> _WHAT THE EXERCISE ASKS_: Arrange the lines of the material as a numbered list, leaving out blank lines, from the line that contains "target: **man's hand**" through the line that contains "22], [96, 45]]", both included. List only those lines.

[Entries from a dataset]

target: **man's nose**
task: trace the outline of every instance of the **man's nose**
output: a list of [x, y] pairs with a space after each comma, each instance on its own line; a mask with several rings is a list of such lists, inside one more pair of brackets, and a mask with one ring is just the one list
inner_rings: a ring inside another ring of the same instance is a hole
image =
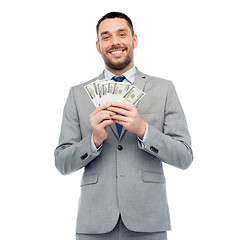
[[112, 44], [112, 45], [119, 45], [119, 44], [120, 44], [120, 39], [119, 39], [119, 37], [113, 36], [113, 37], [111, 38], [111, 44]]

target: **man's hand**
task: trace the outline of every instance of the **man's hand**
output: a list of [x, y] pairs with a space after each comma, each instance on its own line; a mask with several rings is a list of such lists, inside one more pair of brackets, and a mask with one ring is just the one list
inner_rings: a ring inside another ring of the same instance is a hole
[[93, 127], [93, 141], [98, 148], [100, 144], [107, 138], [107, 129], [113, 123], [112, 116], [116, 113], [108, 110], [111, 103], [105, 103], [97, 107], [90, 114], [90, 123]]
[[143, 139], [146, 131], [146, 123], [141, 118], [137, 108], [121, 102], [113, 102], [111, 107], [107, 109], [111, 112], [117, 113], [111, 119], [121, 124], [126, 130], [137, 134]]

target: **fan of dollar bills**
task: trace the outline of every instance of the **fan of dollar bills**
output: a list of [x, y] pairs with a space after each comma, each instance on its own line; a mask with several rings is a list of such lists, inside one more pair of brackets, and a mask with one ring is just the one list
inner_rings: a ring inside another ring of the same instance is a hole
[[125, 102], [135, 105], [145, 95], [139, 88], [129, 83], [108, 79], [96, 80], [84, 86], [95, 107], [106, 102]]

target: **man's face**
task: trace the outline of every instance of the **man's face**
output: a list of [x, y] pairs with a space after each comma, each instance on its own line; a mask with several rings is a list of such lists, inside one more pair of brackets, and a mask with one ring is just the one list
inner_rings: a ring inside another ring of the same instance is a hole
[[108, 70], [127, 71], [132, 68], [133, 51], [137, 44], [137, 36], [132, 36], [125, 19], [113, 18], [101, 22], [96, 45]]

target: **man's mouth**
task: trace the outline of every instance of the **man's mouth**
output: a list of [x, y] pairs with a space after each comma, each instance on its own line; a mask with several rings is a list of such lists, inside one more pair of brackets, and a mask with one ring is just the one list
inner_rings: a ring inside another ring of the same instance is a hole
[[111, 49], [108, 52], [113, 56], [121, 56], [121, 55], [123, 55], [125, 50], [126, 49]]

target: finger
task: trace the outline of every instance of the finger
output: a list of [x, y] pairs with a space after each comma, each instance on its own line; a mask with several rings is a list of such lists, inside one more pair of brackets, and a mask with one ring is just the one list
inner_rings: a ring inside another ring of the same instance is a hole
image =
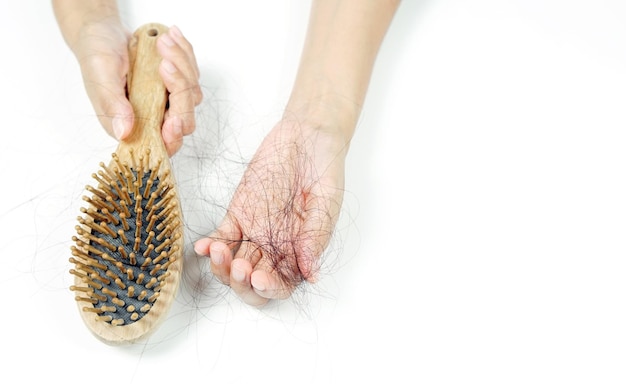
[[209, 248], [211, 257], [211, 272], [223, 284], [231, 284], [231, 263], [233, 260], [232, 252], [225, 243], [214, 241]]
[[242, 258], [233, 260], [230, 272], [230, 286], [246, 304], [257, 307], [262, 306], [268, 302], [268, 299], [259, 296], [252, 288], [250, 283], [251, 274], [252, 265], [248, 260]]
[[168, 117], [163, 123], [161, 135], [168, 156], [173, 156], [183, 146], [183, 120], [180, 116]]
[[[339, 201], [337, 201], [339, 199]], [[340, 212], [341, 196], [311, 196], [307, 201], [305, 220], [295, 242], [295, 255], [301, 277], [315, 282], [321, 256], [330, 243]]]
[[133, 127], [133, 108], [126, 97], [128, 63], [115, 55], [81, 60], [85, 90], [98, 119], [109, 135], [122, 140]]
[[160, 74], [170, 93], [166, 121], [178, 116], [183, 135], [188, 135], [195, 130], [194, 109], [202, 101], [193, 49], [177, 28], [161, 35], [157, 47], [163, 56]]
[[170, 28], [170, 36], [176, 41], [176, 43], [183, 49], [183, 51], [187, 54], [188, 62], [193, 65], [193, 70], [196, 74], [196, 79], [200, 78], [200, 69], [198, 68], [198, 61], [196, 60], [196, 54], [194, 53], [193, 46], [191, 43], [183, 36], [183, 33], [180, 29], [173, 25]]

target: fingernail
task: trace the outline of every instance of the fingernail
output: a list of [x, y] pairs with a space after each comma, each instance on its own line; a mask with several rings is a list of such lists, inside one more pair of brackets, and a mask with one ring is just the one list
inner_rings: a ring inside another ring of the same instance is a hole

> _THE OUTPUT_:
1. target: **man's hand**
2. task: trace the outline of every instance of the **man's hand**
3. output: a list of [x, y] pairs with a space after each comma, each instance on its own line; a mask with several rings is a list of such lists, inside one more pair of brackets, and a mask with one ring is just the one list
4. inner_rings: a ring inside another ring of the same instance is a hole
5. [[93, 127], [93, 141], [98, 148], [100, 144], [107, 138], [107, 129], [113, 123], [112, 116], [116, 113], [108, 110], [111, 103], [105, 103], [97, 107], [90, 114], [90, 123]]
6. [[143, 139], [146, 131], [146, 123], [141, 118], [137, 108], [121, 102], [113, 102], [111, 107], [107, 109], [111, 112], [117, 113], [111, 119], [121, 124], [126, 130], [137, 134]]
7. target: **fan of dollar bills**
8. task: trace the outline of every instance of the **fan of dollar bills**
9. output: a list of [x, y] pairs with a space after each comma, each instance on its own line; a mask with several rings is a list of such lists, inside one more pair of brackets, and a mask with one ring is just the one list
10. inner_rings: a ring inside another ring of the same instance is a hole
11. [[125, 102], [135, 105], [145, 95], [139, 88], [129, 83], [108, 79], [96, 80], [84, 86], [95, 107], [106, 102]]
12. target: **man's face**
13. task: trace the outline of every instance of the **man's face**
14. output: a list of [x, y] pairs with a space after each comma, each instance on its own line; a mask with several rings is a list of such lists, inside one more pair of brackets, and a mask with one ring is just the one list
15. inner_rings: a ring inside another ring of the same instance is a hole
16. [[108, 70], [127, 71], [132, 68], [133, 51], [137, 44], [137, 36], [132, 36], [125, 19], [113, 18], [101, 22], [96, 45]]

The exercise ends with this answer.